▸ **SHORT TASK**: Revise the stretch from the line containing "the sky, each" through the line containing "Target: sky", replacing "component" with "module" and leaving all else unchanged. Return only those lines.

▸ **DATA RECORDS**:
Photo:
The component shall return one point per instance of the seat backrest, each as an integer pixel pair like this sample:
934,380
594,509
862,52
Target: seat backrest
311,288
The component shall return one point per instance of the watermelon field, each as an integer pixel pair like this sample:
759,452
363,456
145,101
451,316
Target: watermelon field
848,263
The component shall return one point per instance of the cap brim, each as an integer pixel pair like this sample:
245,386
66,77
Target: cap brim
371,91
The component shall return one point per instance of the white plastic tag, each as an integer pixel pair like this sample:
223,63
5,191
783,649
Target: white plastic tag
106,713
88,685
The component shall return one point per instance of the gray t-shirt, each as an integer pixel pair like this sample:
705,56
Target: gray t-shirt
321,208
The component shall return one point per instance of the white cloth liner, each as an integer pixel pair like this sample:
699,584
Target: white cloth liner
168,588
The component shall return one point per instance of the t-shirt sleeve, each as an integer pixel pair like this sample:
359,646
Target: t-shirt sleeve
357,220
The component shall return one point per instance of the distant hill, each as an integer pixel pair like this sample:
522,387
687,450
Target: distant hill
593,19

* * *

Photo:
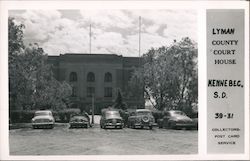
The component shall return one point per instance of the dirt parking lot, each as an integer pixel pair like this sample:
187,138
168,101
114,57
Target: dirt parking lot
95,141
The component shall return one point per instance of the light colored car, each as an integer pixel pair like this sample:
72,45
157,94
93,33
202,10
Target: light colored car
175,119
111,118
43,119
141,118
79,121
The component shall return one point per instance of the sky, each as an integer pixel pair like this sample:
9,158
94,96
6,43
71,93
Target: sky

▸ **WRITTEN ANSWER**:
The module shall return one point per instance of the sky, each as an integer pixel pair like this sample:
9,158
94,96
6,43
71,93
Target: sky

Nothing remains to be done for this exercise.